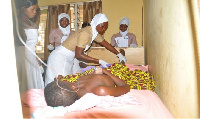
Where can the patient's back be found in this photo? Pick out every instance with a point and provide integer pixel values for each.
(88, 82)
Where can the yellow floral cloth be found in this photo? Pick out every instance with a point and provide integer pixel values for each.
(137, 79)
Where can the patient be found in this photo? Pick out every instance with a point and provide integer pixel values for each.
(101, 83)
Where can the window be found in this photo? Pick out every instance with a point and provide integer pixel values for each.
(41, 33)
(76, 15)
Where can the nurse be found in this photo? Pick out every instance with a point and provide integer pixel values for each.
(28, 70)
(124, 38)
(60, 34)
(76, 46)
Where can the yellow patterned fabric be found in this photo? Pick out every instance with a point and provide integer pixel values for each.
(137, 79)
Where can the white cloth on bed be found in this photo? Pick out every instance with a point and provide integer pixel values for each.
(88, 101)
(61, 61)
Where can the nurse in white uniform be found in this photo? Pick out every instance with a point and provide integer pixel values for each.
(124, 38)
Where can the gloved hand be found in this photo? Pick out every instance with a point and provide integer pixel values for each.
(121, 57)
(50, 47)
(133, 45)
(103, 63)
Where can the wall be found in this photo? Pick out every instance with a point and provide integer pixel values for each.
(10, 98)
(115, 10)
(169, 49)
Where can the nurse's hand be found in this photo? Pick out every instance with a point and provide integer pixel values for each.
(121, 57)
(103, 63)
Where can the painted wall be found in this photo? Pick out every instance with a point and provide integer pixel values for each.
(115, 10)
(10, 97)
(170, 54)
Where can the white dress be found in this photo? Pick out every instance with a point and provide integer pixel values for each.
(61, 61)
(34, 75)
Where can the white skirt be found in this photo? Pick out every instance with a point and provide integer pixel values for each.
(61, 61)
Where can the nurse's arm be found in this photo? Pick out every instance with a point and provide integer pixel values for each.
(79, 54)
(109, 47)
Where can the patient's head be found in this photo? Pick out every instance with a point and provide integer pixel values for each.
(56, 96)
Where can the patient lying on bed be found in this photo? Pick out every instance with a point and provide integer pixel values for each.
(101, 83)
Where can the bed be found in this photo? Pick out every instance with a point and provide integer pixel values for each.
(140, 102)
(145, 104)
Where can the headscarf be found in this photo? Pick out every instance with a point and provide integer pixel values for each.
(66, 30)
(97, 19)
(124, 20)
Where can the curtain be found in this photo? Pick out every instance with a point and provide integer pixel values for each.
(52, 22)
(89, 10)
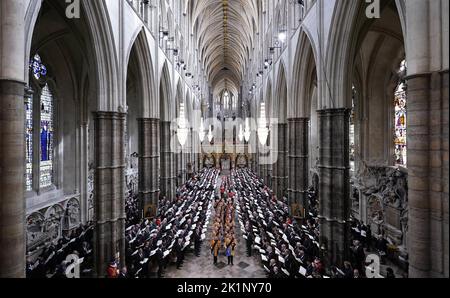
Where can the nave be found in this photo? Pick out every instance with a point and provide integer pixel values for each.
(113, 114)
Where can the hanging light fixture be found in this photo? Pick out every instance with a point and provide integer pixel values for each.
(202, 133)
(263, 131)
(210, 135)
(247, 132)
(182, 131)
(282, 36)
(241, 133)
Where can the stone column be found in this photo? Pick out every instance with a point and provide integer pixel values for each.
(279, 168)
(149, 147)
(428, 174)
(109, 189)
(167, 163)
(12, 157)
(334, 184)
(298, 161)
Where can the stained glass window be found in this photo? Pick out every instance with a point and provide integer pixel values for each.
(29, 142)
(46, 138)
(352, 132)
(38, 69)
(400, 104)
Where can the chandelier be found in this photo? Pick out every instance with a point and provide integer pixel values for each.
(247, 132)
(241, 133)
(182, 131)
(210, 135)
(202, 133)
(263, 130)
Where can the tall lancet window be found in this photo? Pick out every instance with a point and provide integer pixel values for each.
(29, 142)
(46, 138)
(39, 129)
(352, 132)
(400, 118)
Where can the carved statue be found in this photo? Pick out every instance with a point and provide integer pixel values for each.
(73, 213)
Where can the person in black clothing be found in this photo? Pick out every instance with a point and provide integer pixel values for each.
(197, 240)
(123, 273)
(390, 273)
(160, 260)
(290, 264)
(179, 252)
(359, 256)
(348, 270)
(249, 242)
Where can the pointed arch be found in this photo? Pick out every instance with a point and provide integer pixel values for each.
(281, 97)
(165, 95)
(139, 58)
(304, 76)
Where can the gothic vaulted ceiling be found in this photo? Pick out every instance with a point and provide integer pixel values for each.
(224, 30)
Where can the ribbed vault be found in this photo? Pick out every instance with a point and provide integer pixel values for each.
(224, 34)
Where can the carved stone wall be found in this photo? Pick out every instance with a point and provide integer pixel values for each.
(383, 191)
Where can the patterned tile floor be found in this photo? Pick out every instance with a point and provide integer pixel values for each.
(203, 267)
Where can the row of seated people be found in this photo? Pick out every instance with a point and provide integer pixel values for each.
(132, 209)
(223, 231)
(287, 250)
(152, 245)
(54, 260)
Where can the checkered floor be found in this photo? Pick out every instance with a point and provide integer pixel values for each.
(203, 267)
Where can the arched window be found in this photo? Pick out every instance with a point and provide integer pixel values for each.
(400, 129)
(39, 165)
(352, 133)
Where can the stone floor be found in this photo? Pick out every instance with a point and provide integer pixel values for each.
(203, 267)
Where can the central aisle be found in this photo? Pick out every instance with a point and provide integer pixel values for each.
(203, 267)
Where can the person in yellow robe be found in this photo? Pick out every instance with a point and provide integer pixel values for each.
(230, 245)
(215, 247)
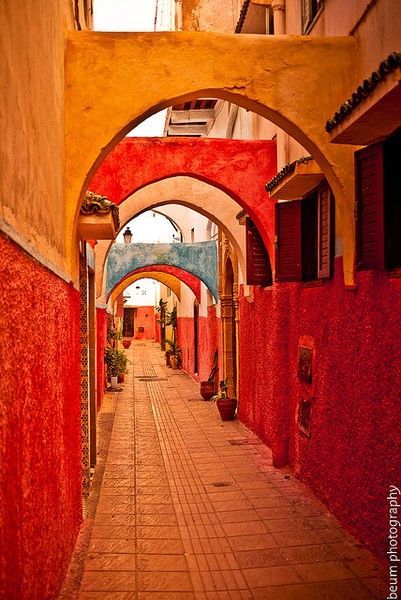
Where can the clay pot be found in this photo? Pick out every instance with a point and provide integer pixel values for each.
(207, 389)
(227, 408)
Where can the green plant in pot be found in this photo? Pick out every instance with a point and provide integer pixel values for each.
(116, 361)
(113, 335)
(226, 406)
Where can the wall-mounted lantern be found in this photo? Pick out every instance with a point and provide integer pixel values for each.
(127, 235)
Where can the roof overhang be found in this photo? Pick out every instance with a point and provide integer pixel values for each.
(373, 112)
(296, 180)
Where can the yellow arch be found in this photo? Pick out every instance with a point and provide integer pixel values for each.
(167, 279)
(115, 80)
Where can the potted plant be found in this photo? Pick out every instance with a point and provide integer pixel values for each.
(113, 335)
(173, 355)
(208, 387)
(226, 406)
(116, 362)
(161, 309)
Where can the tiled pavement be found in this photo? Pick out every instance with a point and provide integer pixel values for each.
(191, 508)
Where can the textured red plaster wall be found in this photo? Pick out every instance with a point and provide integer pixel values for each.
(145, 317)
(101, 342)
(238, 167)
(40, 507)
(353, 453)
(208, 336)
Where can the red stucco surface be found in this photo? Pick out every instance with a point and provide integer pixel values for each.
(208, 332)
(238, 167)
(352, 456)
(101, 342)
(40, 472)
(144, 318)
(190, 280)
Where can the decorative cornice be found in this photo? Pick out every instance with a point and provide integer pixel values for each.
(392, 62)
(285, 171)
(242, 16)
(94, 204)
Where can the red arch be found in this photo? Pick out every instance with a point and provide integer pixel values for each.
(240, 168)
(190, 280)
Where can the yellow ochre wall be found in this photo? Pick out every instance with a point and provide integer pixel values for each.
(114, 80)
(32, 38)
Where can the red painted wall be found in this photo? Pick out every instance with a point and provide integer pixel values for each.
(40, 452)
(208, 335)
(101, 343)
(238, 167)
(352, 456)
(145, 317)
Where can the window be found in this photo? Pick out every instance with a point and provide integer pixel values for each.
(310, 8)
(258, 269)
(304, 237)
(378, 195)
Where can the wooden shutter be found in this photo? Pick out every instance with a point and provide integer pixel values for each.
(258, 269)
(288, 235)
(370, 205)
(324, 241)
◇ ◇ ◇ ◇ ◇
» SHORT PROBLEM:
Print the complete listing exactly as it stands, without its pictures.

» RESPONSE TO THIS EXERCISE:
Where can the patient's back be found in this photo? Pick out every instance with a point and provide integer pixel values for each.
(88, 82)
Where can the yellow floral cloth be found in this photo? Pick out every instance with a point and provide integer pixel values for each.
(137, 79)
Where can the patient be found in this photo? Pick out every instance with a point and provide integer pixel values for each.
(101, 83)
Where can the window be found in this photo? Pick out every instance with a point and provide integer pixel values for each.
(41, 33)
(76, 15)
Where can the nurse be found in this photo? Pick out every instance with a point and provide integer pixel values for each.
(28, 70)
(124, 38)
(60, 34)
(76, 46)
Where can the yellow patterned fabric be found in this photo? Pick out every instance with a point and provide integer pixel values for each.
(137, 79)
Where can the white cloth on bed be found in this photo? Pick out every instance with a point and provide integer pixel values for each.
(88, 101)
(61, 61)
Where can the nurse in white uniform be found in this photo? Pick out every instance with a point and provide integer pixel values for each.
(124, 38)
Where can the gloved hand be found in this photo? Pick out every instance with a point and provide integer pixel values for each.
(121, 57)
(50, 47)
(133, 45)
(103, 63)
Where can the wall be found in this photo? Pick out every instance with a point and provide integer pixel values for each.
(10, 98)
(115, 10)
(169, 49)
Where can the nurse's hand be found in this photo? Pick out every instance with a point and provide integer pixel values for each.
(121, 57)
(103, 63)
Where can the painted wall be found in this photo? Pick out every instance with a point and provide integer pixel values for each.
(115, 10)
(10, 97)
(170, 54)
Where can the white dress be found in this photo? Pick out every instance with a point and provide integer pixel values for each.
(61, 61)
(34, 75)
Where can the white skirt be found in this photo? Pick out every instance with a point and provide integer pixel values for each.
(61, 61)
Where can the nurse's arm be found in this photo? Pick out every instance with a point and provide integer pixel values for each.
(79, 54)
(109, 47)
Where can the patient's head be found in this photo? Pick out every instance with a point and provide integer pixel values for each.
(56, 96)
Where can the patient lying on bed be found in this photo? Pick out every instance with a point and provide integer pixel values for each.
(101, 83)
Where can the bed be found in this photo? Pick out every instance with a point and provide integer pixel values for each.
(140, 102)
(145, 104)
Where can the headscarf be found in this photo? Pick out every instance with a point and provide integer pixel values for each.
(66, 30)
(97, 19)
(124, 20)
Where can the curtain be found in this photo? Pick out every instance with a point and provide integer pixel values for each.
(52, 22)
(89, 10)
Where can the nave be found in this photo? Pick out every instance with a point and provide integer pixel values for each.
(113, 114)
Where can the hanging light fixture be found in this photo? Pick out every instance with a point and provide integer pixel values for each.
(202, 133)
(263, 131)
(210, 135)
(247, 132)
(182, 131)
(282, 36)
(241, 133)
Where can the stone column be found in this photo? Pick out every instance with a point and provide integer pixel values for each.
(279, 168)
(149, 147)
(428, 174)
(109, 189)
(167, 163)
(12, 157)
(334, 184)
(298, 161)
Where can the stained glass window be found in this photo? Pick out every instance with a point and provide integer pixel values for each.
(29, 142)
(46, 138)
(352, 132)
(38, 69)
(400, 104)
Where can the chandelier be found in this photo? Pick out every instance with a point and provide integer pixel values for each.
(247, 132)
(241, 133)
(182, 131)
(210, 135)
(202, 133)
(263, 130)
Where can the tall lancet window be found in this photo? Pick out every instance with a point and provide integer pixel values for each.
(29, 142)
(46, 138)
(39, 129)
(352, 132)
(400, 118)
Where can the carved statue be found in this photo? Pick out every instance with a point and provide integer pixel values for each.
(73, 213)
Where can the person in black clothing be found in this photo? Pick out every instance with a point and provide integer pixel values for each.
(197, 240)
(123, 273)
(390, 273)
(160, 260)
(290, 264)
(179, 252)
(359, 256)
(348, 270)
(249, 242)
Where can the pointed arch be found in this photo? Pick out every instance with a point and provide integer pixel values for each.
(281, 97)
(165, 95)
(139, 58)
(304, 76)
Where can the gothic vaulted ceiling be found in this photo? Pick out every instance with a point and provide integer pixel values for each.
(224, 30)
Where can the ribbed vault be found in this photo? Pick out every instance with a point and provide integer pixel values for each.
(224, 34)
Where can the carved stone wall be found in this photo? Pick out every instance with a point and provide integer pixel values for each.
(383, 191)
Where can the patterned tile floor be found in this photo? Pick out every instance with a point and provide integer pixel values for each.
(203, 267)
Where can the row of seated people be found in this photo? Pick out every instance with a point and provide integer pixel values for each.
(132, 209)
(223, 231)
(287, 250)
(152, 245)
(54, 260)
Where can the checkered floor be found in this photo? Pick out every instance with a point and provide integer pixel values for each.
(203, 267)
Where can the arched window be found in this photo? Pick out every instance with a point and provide integer pixel values for each.
(400, 129)
(39, 165)
(352, 133)
Where can the stone floor be found in this photo? Pick out every instance with a point and provide integer pixel values for each.
(203, 267)
Where can the central aisle be found in this photo? Pick out every instance with a point and provide integer pixel values for each.
(203, 267)
Where can the person in yellow robe be found in this photo? Pick out every instance with a point and provide integer pixel values for each.
(230, 245)
(215, 247)
Where can the clay pot be found in this photo? Pick out every instance with a point and provide integer pixel values for each.
(207, 389)
(227, 408)
Where can the green plant in pot be found in this photo? Pick out every instance with a point and provide integer pixel values for each.
(116, 361)
(113, 335)
(226, 406)
Where can the wall-mounted lantern be found in this photo? Pick out every instance with a point and provide integer pixel values for each.
(127, 235)
Where can the roof overhang be found in this photo? Pick out every instance with a point and provide integer pixel values for each.
(373, 112)
(296, 180)
Where can the yellow arch be found in this photo? Pick out every instance with a point and provide integer pixel values for each.
(167, 279)
(115, 80)
Where can the potted plant be found in this photo? Pick out every instance with a point and provide integer pixel values for each.
(113, 335)
(173, 355)
(208, 387)
(226, 406)
(116, 362)
(161, 309)
Where can the tiled pavement be found in this photo? Pick out every instance with a point and provide integer pixel values for each.
(191, 508)
Where can the textured red plaster wall be found in this photo? Pick out every instance with a point and provide integer pixel values for each.
(145, 317)
(101, 342)
(238, 167)
(40, 507)
(353, 453)
(208, 336)
Where can the red stucco surface be found in this photo? Pick out every instance with a point and provide integer pixel values for each.
(208, 332)
(238, 167)
(352, 456)
(101, 342)
(40, 472)
(144, 318)
(190, 280)
Where can the decorative cornice be found in this photo? Pick out every instance with a point and provide integer pixel values for each.
(392, 62)
(285, 171)
(242, 16)
(94, 204)
Where can the red arch be found in this photo? Pick out every instance with a point and provide integer pixel values for each.
(240, 168)
(190, 280)
Where can the yellow ochre wall be found in this photo? Pick out every instance with a point and provide integer pixel values for each.
(114, 80)
(32, 38)
Where can the red painted wall be found in this photo? Pick out every instance with a point and provide integer pixel values for each.
(40, 452)
(208, 335)
(101, 343)
(238, 167)
(352, 456)
(145, 317)
Where can the window be found in this photo? Pick out every instance with a point and provide integer pixel values for each.
(310, 8)
(258, 269)
(304, 237)
(378, 195)
Where can the wooden shutter be found in this photo? Pick out every instance with a point and provide integer pixel values for each.
(258, 269)
(288, 235)
(370, 205)
(324, 241)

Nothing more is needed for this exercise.